▶ SUPPLIED MATERIAL

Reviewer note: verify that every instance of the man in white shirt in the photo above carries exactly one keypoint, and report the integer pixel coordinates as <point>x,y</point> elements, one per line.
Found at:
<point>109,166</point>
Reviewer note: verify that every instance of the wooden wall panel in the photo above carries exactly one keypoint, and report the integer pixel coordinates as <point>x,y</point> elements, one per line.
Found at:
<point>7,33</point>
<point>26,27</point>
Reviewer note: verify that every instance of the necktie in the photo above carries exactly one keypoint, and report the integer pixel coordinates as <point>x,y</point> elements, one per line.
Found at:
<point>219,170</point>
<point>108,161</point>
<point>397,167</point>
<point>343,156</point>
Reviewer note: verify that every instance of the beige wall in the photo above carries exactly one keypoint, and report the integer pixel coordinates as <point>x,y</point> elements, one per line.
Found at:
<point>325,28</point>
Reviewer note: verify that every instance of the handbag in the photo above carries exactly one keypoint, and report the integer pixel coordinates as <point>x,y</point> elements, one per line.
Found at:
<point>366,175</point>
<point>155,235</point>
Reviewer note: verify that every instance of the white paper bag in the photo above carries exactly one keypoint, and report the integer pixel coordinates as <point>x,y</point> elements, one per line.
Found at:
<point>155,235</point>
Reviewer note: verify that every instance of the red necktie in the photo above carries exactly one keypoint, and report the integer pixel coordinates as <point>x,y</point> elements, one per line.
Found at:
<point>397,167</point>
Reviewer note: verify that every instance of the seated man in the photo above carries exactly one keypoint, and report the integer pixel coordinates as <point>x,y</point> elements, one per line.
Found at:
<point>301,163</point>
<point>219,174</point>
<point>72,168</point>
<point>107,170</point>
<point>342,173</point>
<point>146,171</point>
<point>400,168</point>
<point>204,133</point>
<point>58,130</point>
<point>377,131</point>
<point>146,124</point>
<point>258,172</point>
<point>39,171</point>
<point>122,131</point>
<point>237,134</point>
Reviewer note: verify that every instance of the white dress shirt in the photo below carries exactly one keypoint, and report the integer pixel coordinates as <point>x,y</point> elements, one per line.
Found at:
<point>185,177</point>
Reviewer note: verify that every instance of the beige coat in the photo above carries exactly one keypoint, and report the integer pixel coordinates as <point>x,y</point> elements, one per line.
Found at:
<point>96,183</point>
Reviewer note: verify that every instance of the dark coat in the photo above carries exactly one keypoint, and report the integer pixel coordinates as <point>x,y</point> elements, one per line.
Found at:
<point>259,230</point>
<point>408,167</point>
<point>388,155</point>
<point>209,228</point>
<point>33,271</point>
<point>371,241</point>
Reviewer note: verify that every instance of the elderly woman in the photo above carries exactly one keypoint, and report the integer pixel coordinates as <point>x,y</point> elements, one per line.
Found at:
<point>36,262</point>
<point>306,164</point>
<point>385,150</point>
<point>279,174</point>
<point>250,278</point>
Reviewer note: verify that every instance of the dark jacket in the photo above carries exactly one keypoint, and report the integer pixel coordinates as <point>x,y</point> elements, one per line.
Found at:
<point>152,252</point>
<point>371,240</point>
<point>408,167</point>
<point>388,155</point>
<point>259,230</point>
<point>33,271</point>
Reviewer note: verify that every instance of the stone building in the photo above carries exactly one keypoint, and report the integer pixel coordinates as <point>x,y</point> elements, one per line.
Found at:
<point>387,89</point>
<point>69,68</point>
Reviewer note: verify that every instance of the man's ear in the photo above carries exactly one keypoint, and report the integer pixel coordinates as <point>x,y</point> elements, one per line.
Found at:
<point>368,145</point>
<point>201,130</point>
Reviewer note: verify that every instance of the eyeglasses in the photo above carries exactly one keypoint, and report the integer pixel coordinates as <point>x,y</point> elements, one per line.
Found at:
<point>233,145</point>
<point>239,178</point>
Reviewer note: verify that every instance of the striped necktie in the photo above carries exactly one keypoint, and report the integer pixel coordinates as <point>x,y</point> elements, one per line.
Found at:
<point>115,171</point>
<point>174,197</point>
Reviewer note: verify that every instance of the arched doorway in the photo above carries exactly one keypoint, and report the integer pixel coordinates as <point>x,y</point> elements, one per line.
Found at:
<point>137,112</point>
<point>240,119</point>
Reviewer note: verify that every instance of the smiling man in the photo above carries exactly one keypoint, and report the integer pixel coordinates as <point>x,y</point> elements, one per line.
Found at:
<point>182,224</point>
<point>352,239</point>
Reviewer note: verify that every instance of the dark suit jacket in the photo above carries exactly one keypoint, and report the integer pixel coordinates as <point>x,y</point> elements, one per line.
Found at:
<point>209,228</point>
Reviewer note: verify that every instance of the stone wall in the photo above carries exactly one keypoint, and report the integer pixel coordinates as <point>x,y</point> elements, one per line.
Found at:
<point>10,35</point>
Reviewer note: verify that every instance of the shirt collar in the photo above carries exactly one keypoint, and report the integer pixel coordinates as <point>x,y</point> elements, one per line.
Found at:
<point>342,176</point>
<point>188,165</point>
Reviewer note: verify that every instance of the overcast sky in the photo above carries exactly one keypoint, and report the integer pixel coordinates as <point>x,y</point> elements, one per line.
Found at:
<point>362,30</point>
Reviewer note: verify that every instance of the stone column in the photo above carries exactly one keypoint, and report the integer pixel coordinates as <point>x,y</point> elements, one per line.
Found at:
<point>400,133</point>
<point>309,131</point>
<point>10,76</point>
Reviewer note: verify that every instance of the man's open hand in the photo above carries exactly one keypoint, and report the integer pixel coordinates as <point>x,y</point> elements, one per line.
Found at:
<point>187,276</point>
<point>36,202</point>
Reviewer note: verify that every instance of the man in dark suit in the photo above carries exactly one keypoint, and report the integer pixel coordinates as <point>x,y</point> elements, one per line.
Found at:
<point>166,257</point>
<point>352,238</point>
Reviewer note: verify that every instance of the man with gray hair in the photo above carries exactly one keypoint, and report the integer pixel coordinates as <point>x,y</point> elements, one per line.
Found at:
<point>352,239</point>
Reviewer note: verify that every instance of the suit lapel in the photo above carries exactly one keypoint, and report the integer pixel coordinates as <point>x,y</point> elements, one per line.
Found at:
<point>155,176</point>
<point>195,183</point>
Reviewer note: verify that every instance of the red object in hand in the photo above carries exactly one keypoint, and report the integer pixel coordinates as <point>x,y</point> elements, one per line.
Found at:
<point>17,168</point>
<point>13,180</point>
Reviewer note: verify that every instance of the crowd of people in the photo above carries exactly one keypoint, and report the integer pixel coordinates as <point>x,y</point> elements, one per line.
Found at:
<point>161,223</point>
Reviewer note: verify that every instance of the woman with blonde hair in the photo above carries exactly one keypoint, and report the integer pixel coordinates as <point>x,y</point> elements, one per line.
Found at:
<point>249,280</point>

--

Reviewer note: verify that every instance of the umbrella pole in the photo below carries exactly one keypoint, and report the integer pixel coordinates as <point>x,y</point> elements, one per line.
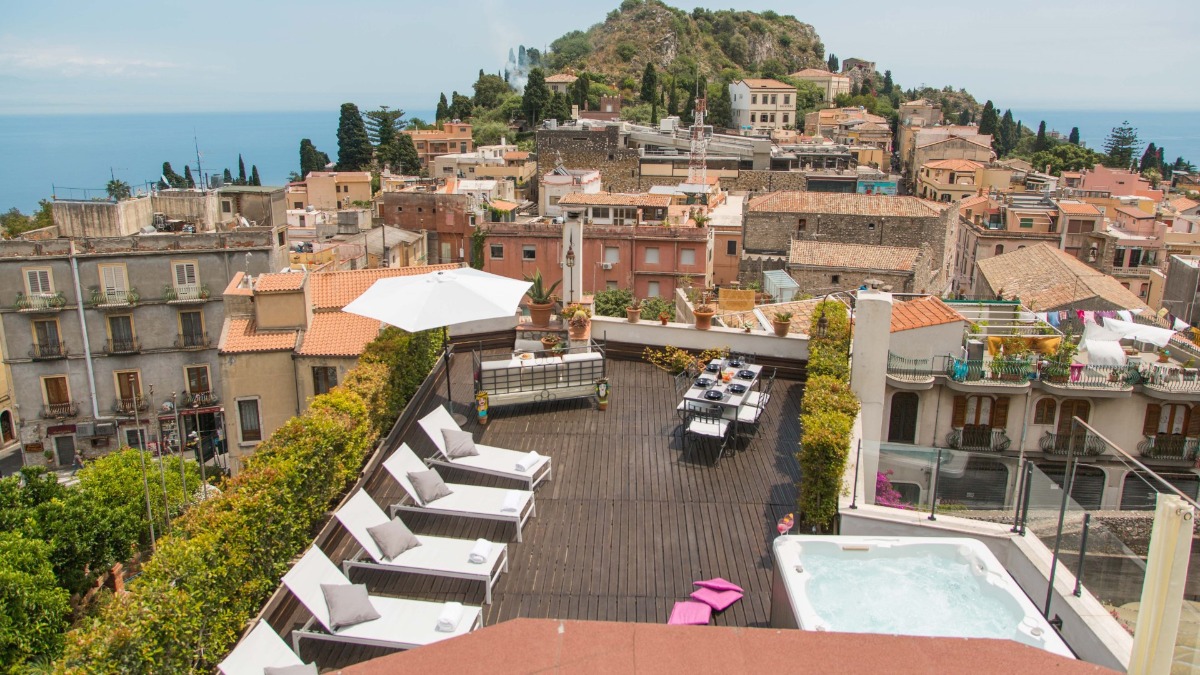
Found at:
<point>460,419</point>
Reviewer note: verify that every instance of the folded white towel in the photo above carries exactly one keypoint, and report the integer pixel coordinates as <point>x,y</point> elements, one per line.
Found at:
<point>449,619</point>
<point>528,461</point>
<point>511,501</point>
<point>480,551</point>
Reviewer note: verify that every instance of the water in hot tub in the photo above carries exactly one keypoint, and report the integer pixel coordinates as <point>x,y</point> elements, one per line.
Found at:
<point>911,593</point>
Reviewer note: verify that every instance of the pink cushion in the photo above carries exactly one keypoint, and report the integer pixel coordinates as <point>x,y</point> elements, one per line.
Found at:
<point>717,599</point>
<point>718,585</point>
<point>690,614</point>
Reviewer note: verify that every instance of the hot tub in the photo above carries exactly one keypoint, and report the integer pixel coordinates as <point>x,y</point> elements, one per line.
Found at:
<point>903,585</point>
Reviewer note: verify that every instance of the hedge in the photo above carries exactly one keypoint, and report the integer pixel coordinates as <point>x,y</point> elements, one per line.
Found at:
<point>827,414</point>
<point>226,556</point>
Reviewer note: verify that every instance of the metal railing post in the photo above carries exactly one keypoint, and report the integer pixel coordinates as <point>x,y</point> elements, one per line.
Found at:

▶ TASK
Copy out each line of the entries that holds "with".

▶ ANSWER TO THIS PROBLEM
Reviewer note: verify that every instance of the man with gray hair in the photo above carries exactly one keypoint, and report the integer pixel coordinates as <point>x,y</point> elements, one per line.
Reviewer note: verify that every instance of the woman with blonde hair in the photo above carries exactly one keypoint, and report the integer pixel coordinates as <point>x,y</point> elements, one per line.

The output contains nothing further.